To do ▸
Repeat every entry below exactly as given.

Dataset entries ▸
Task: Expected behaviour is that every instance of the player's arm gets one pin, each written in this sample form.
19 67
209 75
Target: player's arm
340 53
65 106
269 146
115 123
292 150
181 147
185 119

Solved problem ▸
Task: Expected behaviour is that every instance of the player's arm gets one pin, each written in this sample form.
19 67
209 75
Target: player's arm
340 53
65 106
269 146
115 123
292 150
181 147
185 119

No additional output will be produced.